-- Given instruction 1 --
According to the note that opens the article on pro-life feminism, what was the research paper behind the article written for?

Note: Know that for the purpose of avoiding confusion in this article, I will use the labels pro-life to mean “anti-abortion” and pro-choice to mean “in support of a woman’s choice to abort.” This article was developed from a research paper I composed for my final project in an introductory Women and Gender Studies course at Marquette University in the fall of 2015. Some information was also drawn from writing I completed for a Christian Feminist Theology course at Marquette during the previous year.
As the anniversary of Roe vs. Wade is quickly approaching and a handful Marquette University students are preparing to travel to Washington, D.C. for the annual March for Life, my mind is on a very serious topic this week. I wasn't sure about writing this article. Would my readers be interested in such a weighty issue? Would people judge me for this? As you can see, I ultimately decided that it would be worth the gamble to write this piece, one that is so drastically different from all of my previous work for The Odyssey.
I myself identify as a pro-life feminist, and lately, I have had this pressing concern that I could not honestly call myself a feminist if I also refused to support a woman's right to an abortion. This resulted in my contemplating the question, Is it possible to call oneself a feminist and at the same time be opposed to abortion? Should all women and men who claim to be feminist also support a woman’s right to control her own reproductive system through abortion if she wants to or deems it necessary? Some of my feminist contemporaries might say that the two are mutually exclusive; that is, it is impossible to reconcile feminism with pro-life principles because abortion is a woman’s right and denying her of that right is, essentially, anti-feminist. And in a sense, this claim is hard to dispute unless one can make a convincing argument that a woman’s rights do not involve the right to an abortion. A remarkably difficult task, right? However, it is important to recognize that feminist pro-lifers do exist, and they have very real arguments opposing abortion; many argue that the right to an abortion can, in fact, be a detriment to women. Because this is such a highly contested matter, and it seems that misunderstandings exist on both sides—that is, the real opinion of the opposite is often confused—I will explore the two perspectives to determine if, in fact, one argument is more logical from the feminist perspective than the other. Pro-choice ruth wallsgrove and pro-life Sidney Callahan—two female scholars, advocates and activists—present two interesting accounts of the debate and highlight the ways in which feminism might support their particular opinion on abortion rights.

-- Recorded information --
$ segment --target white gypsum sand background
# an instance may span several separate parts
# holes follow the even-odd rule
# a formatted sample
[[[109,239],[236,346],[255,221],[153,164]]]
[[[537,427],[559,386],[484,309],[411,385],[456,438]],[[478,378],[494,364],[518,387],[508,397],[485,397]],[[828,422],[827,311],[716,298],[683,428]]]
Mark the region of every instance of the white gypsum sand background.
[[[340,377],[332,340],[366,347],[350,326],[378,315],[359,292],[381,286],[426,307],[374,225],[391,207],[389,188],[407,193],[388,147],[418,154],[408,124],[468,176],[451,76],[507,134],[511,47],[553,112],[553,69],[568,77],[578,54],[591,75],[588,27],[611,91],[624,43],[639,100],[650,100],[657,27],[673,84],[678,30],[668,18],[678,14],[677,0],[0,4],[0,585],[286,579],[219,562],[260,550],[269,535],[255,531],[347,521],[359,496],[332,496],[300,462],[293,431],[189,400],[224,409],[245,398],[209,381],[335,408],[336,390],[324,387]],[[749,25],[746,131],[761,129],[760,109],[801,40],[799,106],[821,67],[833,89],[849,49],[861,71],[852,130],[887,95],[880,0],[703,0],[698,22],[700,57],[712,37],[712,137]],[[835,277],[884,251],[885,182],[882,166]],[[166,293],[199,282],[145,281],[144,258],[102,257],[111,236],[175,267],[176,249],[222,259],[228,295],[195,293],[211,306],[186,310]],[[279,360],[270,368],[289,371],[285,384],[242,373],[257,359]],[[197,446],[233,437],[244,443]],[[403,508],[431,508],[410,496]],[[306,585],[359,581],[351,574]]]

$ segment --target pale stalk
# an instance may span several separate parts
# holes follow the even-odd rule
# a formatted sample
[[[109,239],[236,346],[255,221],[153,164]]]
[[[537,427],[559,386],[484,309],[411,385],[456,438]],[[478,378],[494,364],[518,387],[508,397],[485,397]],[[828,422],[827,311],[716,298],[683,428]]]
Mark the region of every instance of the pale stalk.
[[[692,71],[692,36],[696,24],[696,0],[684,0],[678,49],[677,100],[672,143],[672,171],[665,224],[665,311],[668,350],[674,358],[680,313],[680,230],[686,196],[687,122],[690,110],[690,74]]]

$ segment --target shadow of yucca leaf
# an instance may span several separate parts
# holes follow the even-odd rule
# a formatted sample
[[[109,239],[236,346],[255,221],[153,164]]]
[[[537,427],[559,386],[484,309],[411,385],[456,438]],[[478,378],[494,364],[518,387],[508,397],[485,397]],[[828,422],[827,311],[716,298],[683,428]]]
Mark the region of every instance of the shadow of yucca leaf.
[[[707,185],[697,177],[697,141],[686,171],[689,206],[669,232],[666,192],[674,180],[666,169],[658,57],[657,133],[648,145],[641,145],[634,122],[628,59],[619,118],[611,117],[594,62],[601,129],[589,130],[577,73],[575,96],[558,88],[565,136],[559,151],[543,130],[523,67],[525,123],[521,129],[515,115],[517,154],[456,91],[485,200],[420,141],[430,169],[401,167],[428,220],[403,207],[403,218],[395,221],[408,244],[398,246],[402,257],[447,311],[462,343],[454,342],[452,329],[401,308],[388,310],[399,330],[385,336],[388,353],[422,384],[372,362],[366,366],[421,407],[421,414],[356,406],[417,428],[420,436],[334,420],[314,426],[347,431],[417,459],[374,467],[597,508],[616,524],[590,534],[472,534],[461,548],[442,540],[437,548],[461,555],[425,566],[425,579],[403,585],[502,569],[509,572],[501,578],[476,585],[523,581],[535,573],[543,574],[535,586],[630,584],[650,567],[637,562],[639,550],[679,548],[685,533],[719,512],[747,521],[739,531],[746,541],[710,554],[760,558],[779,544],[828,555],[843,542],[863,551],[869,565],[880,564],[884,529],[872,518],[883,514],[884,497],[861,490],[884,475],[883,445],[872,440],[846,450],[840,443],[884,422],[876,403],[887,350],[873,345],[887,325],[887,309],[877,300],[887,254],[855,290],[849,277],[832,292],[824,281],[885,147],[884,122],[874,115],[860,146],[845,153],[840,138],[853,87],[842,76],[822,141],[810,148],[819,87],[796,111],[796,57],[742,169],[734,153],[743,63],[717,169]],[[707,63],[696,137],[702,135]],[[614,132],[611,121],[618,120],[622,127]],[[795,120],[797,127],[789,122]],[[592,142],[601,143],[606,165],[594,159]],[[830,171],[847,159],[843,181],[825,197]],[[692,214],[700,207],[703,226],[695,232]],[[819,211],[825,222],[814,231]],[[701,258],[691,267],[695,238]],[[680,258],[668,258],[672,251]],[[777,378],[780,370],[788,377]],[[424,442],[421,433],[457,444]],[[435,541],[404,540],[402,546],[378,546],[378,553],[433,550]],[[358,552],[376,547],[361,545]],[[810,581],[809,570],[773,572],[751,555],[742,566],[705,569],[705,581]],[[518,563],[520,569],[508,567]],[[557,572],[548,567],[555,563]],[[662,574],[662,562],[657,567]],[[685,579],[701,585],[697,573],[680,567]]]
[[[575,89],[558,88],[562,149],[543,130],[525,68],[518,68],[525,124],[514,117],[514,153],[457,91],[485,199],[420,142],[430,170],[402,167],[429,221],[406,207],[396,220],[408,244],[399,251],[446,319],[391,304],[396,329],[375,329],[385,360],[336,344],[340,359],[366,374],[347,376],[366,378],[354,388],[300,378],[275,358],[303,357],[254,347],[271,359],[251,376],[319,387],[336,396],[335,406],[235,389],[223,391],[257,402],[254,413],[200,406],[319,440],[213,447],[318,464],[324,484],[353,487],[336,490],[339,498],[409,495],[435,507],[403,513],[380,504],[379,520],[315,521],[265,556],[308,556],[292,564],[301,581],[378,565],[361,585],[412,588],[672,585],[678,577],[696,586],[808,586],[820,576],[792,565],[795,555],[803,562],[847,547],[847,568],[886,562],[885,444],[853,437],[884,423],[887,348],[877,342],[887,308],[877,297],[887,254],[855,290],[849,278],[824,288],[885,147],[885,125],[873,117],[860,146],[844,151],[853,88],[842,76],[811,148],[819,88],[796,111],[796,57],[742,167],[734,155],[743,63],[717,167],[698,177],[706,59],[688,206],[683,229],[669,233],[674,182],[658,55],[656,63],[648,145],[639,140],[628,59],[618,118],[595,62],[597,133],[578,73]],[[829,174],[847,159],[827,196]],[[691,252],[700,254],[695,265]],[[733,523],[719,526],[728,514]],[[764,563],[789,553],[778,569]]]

-- Given instruction 2 --
Copy the rows verbatim, starting with the first line of the rows and ending after the line that contains "Mark the region of every instance of the white".

-- Expected answer 1 --
It was written as the final project for an introductory Women and Gender Studies course at Marquette University in the fall of 2015.

-- Expected answer 2 --
$ segment --target white gypsum sand background
# an instance may span several separate parts
# holes follow the even-odd rule
# a formatted sample
[[[109,239],[236,346],[255,221],[153,164]]]
[[[537,427],[559,386],[484,309],[411,385],[456,438]],[[478,378],[494,364],[518,387],[508,397],[485,397]],[[828,422],[827,311],[716,298],[683,428]]]
Mark the region of every instance of the white gypsum sand background.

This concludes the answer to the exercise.